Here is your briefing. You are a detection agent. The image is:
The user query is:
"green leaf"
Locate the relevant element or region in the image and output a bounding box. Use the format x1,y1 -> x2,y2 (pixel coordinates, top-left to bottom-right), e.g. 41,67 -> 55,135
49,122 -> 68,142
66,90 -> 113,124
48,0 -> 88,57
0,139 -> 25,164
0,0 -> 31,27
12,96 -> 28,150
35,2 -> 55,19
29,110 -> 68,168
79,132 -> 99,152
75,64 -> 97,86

--

**Written instruction:** Could you rewrite these lines with "green leaf" changed to "yellow leaf" and everything else left as is?

**Answer to this exercise:**
Here is your briefing. You are a detection agent. The image is:
The user query is:
"yellow leaf"
Locate the relevant element or region in the image and output a bounding box. Use the format x1,y1 -> x2,y2 (pixel coordinates, top-left to bottom-right), e.g. 41,67 -> 55,135
49,122 -> 68,142
66,90 -> 113,124
48,0 -> 88,57
0,139 -> 25,164
0,0 -> 31,27
12,96 -> 28,150
35,2 -> 55,19
29,110 -> 68,168
79,132 -> 99,152
75,64 -> 97,86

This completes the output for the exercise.